Erdogan lässt Twitter abschalten und erntet Kritik
Nur Stunden nachdem der türkische Ministerpräsident Recep Tayyip Erdogan seine Drohungen gegen soziale Medien verschärft hatte, ist der Kurznachrichtendienst Twitter in den Türkei nicht mehr erreichbar. Nutzer werden beim Versuch auf Twitter zuzugreifen von einer Botschaft der türkischen Regulierungsbehörden empfangen.
Dies berichtet die Nachrichtenagentur Reuters und bestätigt damit übereinstimmende Meldungen der Hürriyet Daily News und Today's Zaman. Demnach wurde der Zugang zu Twitter in der Türkei bereits in der Nacht vom Donnerstag auf den Freitag eingeschränkt.

· · · ·

Aufgaben:
1. Wann wurde laut dem Text über die Twitter-Sperre in der Türkei der Zugang zu Twitter eingeschränkt?
2. Schreibe den Text über die Twitter-Sperre in der Türkei im Anschluss an seinen letzten Satz weiter.

· · · ·

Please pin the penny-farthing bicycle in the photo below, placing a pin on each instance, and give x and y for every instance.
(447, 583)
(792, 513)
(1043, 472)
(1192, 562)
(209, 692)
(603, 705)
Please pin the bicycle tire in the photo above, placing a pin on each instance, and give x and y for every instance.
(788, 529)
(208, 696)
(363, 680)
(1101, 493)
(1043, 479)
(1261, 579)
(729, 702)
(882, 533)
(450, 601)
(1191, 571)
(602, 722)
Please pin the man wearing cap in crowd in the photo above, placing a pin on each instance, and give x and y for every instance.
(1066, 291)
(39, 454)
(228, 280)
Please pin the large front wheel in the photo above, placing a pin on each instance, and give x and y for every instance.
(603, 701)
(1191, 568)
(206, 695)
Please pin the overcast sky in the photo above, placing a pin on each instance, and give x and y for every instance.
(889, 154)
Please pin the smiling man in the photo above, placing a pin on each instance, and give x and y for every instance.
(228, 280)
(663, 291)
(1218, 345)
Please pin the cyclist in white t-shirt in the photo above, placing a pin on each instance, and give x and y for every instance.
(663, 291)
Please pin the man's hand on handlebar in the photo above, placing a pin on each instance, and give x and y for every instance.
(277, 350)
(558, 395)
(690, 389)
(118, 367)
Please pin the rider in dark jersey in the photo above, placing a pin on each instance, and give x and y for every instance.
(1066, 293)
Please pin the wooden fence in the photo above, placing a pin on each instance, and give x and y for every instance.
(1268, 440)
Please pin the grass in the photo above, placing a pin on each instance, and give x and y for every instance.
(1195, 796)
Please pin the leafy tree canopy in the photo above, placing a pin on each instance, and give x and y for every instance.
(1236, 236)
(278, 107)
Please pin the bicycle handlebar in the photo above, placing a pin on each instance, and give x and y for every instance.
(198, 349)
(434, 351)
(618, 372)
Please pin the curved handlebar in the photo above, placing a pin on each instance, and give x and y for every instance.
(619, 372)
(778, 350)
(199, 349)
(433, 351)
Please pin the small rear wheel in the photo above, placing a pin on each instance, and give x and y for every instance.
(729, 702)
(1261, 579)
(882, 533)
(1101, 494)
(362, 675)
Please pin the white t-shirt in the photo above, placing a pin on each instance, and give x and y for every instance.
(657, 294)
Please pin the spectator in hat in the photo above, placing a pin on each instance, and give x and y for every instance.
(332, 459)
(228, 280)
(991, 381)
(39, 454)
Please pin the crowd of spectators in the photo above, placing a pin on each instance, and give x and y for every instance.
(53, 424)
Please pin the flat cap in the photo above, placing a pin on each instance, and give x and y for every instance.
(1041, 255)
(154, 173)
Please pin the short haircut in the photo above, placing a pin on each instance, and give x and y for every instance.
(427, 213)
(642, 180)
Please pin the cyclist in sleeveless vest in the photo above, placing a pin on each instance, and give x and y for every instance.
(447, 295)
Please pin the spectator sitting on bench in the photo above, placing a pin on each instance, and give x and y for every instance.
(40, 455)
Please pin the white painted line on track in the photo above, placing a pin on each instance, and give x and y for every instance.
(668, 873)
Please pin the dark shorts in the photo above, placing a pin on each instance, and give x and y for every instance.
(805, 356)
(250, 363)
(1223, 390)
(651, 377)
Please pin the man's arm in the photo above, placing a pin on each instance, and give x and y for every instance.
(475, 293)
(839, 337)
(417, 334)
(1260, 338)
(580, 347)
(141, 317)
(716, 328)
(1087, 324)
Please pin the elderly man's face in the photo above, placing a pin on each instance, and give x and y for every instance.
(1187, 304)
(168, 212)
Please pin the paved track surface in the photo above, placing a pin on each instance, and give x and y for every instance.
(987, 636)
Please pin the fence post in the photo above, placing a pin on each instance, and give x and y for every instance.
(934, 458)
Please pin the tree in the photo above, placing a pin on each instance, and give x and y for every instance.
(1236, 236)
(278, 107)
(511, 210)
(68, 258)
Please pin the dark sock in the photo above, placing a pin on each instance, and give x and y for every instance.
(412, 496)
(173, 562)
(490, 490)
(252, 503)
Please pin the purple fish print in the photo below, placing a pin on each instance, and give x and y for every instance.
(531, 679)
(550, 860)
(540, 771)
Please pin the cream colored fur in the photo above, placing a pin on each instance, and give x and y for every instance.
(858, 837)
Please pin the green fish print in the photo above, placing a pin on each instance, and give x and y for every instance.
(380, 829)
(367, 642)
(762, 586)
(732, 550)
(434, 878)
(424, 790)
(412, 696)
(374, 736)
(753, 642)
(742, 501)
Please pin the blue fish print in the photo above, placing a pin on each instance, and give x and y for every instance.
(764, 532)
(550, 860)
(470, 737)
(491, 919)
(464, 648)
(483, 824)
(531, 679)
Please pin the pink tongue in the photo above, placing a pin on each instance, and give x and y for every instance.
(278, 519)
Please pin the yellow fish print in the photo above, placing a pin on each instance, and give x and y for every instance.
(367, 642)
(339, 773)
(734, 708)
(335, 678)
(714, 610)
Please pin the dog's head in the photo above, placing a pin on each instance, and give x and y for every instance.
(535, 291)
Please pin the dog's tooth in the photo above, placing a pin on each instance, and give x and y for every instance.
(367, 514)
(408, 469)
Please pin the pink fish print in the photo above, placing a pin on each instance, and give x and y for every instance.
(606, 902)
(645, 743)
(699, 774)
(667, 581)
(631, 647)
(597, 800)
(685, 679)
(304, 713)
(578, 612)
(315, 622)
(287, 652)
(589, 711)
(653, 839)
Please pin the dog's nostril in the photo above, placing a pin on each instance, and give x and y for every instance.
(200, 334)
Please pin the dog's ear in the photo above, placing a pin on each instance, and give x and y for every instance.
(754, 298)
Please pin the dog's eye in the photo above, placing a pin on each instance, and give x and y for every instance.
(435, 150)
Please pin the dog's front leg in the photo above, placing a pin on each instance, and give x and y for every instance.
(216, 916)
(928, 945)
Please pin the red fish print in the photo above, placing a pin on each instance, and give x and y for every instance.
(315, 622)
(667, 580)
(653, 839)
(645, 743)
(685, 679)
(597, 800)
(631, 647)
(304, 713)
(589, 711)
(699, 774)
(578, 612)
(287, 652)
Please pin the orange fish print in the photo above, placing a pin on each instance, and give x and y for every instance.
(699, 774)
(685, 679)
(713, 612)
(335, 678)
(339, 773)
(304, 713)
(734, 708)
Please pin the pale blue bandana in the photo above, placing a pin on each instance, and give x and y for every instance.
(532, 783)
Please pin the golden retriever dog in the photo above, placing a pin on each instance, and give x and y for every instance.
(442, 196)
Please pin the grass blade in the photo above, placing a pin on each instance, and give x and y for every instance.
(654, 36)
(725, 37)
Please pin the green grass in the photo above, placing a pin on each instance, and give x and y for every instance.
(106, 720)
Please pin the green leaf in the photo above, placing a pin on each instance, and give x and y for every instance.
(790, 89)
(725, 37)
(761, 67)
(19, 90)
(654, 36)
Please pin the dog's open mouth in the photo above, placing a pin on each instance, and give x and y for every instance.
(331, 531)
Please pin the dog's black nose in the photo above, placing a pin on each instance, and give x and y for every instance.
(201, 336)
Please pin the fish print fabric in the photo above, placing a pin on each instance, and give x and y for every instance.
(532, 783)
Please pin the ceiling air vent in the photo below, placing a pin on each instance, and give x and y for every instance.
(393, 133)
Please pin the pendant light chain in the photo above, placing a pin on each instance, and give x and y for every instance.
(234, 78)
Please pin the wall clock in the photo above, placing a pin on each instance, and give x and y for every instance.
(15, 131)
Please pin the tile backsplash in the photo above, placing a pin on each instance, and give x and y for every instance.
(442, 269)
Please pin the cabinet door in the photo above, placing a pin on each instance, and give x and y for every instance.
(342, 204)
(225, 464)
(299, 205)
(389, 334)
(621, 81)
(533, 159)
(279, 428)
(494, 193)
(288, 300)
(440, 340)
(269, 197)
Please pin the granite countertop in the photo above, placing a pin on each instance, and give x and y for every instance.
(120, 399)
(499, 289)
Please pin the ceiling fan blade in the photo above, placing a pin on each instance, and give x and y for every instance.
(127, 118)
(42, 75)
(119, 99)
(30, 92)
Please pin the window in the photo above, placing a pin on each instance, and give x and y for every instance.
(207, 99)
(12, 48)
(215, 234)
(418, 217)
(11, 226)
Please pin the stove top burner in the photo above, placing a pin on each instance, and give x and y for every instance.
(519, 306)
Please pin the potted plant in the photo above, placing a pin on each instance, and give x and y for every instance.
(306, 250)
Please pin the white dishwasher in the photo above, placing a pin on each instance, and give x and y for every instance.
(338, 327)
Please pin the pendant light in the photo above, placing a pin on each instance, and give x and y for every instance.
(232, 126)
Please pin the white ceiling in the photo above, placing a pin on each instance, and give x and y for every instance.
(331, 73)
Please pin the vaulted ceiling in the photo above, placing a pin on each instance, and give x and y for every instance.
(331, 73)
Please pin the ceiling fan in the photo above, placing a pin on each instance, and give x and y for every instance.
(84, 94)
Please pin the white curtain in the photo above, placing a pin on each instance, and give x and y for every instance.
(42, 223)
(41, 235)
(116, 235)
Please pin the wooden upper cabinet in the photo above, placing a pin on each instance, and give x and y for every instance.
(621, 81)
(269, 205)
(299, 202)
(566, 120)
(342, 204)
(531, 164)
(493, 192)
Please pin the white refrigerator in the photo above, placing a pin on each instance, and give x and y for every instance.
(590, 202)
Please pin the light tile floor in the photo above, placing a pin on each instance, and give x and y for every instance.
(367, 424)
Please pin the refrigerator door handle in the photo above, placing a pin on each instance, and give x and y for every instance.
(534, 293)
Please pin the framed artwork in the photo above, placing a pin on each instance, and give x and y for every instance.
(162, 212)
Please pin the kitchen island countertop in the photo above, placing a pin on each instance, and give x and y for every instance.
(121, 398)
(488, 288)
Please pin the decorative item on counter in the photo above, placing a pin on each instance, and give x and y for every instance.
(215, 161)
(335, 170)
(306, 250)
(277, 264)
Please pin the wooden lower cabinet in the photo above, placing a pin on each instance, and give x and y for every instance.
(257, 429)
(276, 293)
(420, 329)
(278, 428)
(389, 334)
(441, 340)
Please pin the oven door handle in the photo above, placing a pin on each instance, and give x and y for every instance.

· · · ·

Lösungen:
1. In der Nacht vom Donnerstag auf den Freitag.

2.
Die dafür zuständige Behörde für Informations- und Kommunikationstechnologie selbst begründet diesen Schritt in einer Mitteilung (PDF-Datei) damit, dass Verantwortliche von Twitter Gerichtsentscheidungen ignoriert hätten. Die Plattform sei verpflichtet gewesen, bestimmte Links aufgrund von Beschwerden türkischer Bürger zu entfernen.
Twitter selbst erklärte gegenüber The Verge, dass das Unternehmen entsprechende Meldungen prüfe, dass der Dienst in der Türkei abgeschaltet worden sei. Zeitgleich zeigt der Kurznachrichtendienst den betroffenen Nutzern mit dem Versand von Statusmeldungen via SMS entsprechende Möglichkeiten auf, die Blockade zu umgehen.
In einer ersten Reaktion schreibt Neelie Kroes, Kommissarin für Digitale Agenda und Vizepräsidentin der EU-Kommission, auf Twitter: „Das Twitter-Verbot in der Türkei ist grundlos, sinnlos und feige. Das türkische Volk und die internationale Gemeinschaft werden dies als Zensur ansehen. Das ist es.”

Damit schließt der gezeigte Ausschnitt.